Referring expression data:
----

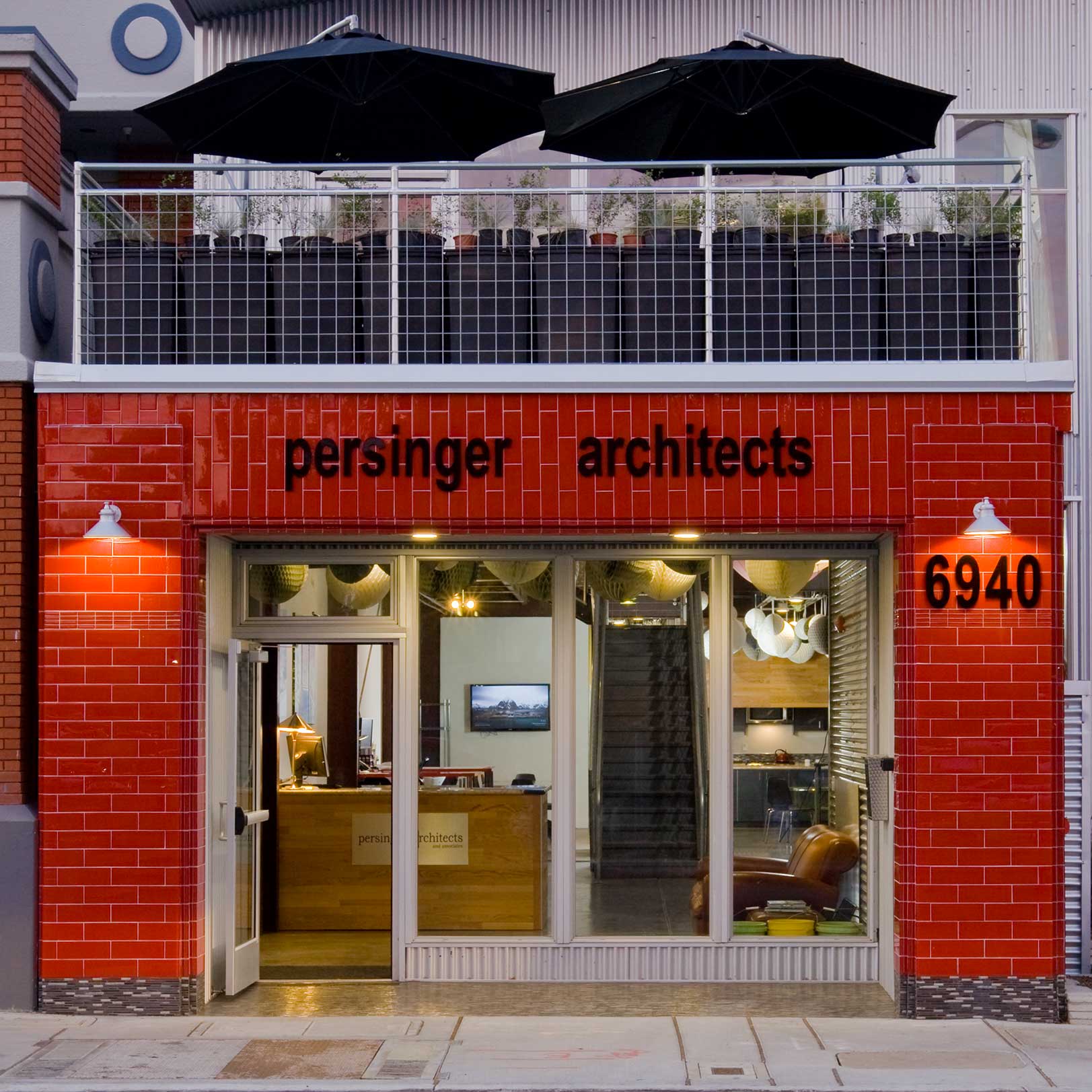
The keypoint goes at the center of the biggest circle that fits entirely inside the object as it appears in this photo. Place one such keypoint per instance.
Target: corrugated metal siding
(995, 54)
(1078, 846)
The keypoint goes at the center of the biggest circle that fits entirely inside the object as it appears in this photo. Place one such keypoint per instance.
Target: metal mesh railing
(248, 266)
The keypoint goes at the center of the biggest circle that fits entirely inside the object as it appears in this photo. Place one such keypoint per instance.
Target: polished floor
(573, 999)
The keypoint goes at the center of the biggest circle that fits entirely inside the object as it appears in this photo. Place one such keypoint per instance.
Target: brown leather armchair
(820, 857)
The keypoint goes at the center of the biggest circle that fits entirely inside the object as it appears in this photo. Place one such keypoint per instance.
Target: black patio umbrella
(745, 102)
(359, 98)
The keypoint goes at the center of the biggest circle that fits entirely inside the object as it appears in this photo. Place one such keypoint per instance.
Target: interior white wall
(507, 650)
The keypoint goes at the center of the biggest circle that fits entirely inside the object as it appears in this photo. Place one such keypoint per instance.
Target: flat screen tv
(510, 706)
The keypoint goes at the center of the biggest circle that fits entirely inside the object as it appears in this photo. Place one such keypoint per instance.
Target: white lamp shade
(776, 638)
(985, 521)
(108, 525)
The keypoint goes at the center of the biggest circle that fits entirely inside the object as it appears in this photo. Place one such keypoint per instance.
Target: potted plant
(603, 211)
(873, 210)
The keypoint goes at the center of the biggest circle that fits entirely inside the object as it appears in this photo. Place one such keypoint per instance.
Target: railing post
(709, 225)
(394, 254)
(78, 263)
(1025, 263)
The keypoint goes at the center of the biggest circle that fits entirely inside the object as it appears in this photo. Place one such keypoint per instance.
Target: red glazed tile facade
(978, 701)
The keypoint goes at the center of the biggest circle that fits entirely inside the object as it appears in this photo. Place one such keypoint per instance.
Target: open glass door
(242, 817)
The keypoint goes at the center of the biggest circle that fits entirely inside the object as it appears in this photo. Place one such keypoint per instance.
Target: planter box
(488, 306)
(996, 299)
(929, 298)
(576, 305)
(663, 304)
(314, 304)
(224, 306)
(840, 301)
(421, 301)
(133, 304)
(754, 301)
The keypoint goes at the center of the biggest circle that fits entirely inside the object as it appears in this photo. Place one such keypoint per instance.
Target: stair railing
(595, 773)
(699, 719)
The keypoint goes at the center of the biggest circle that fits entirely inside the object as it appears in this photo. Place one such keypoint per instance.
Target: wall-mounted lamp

----

**What the task asks**
From the first line to the last, retype the entries above exactly, minus the pictures.

**The answer**
The keypoint goes at the center of the biggest circle that fits entirely inside the object as it appears in this photo. Place one such keypoint per instance.
Target: corrugated metal siding
(995, 54)
(1078, 846)
The keypoint goes at the center of the biggest circle that fits entirely inside the object as it appears in this photo. Place one such keypoint per instance.
Target: metal mesh railing
(248, 266)
The keypoint goes at the center of the biggest circle that fits entirely inside the object as it appears in this photo. Place one such keypoint per instance.
Target: polished floor
(573, 999)
The keypoint goes at the center of the biggest circle that fits entirely inside the object as it appears in this photo. Place one such keypoint per instance.
Target: brown leather armchair
(820, 857)
The keypoint goes at the center of the biggest circle that fits entirely inside the object as it appears in this photo. Place one such keypoint per instance.
Target: black patio umbrella
(745, 102)
(359, 98)
The keypoint goes at the center of the biggest circle that fits entirely inside the object as it appears in this photo. Place one such keypoint per instance.
Target: interior white wall
(507, 650)
The keypoint goes at the center of the biggest circle that fits entirely inside the object as it appears in this photo. Place one such keypoint per instance.
Target: flat screen tv
(510, 706)
The keypoint goes at the center of the biggest circle that fits entirely inside the object as it appears in this photo. Place one such keypoint per instance.
Target: white lamp shade
(776, 638)
(985, 521)
(108, 525)
The keypoint goes at the center of the biggest circle that fits entirely inside the object as it appears in this photo. Place one such keypoint per instance.
Target: potted plant
(603, 211)
(873, 210)
The keypoint goes at the center of the biggest circle that fits entirely inside the object as it appears in this photo. Place one such keypoint per instance.
Target: railing post
(709, 225)
(394, 254)
(78, 263)
(1025, 263)
The keypoint goes at the center of the biggest circle that fits entirely inside the object as it appears in this photo. Place one such keypoint per instance.
Target: red glazed tile facade
(978, 701)
The keypoint goes at the center of the biggest circle that fits entirely inside the object as it appears in this photo. Place one such keypoint per instance.
Target: open glass door
(242, 817)
The keypoint goes at the center of the biggest circle that fits entirely inside the object as it appears in this photo. Place one such keypoint per instance.
Target: planter box
(488, 306)
(996, 299)
(929, 298)
(576, 305)
(663, 304)
(314, 304)
(224, 306)
(840, 301)
(421, 301)
(133, 304)
(754, 301)
The keypoint goes at the center of the biggest circle that fits entirely inside the object as it appears in this photo. Place one such keypoint per instance.
Target: stair railing
(595, 773)
(699, 719)
The keypoint goes at the center of the biggest circle that fits entirely inside the object as it appears in this photo. Place one such keypoint per instance.
Target: wall-mounted lamp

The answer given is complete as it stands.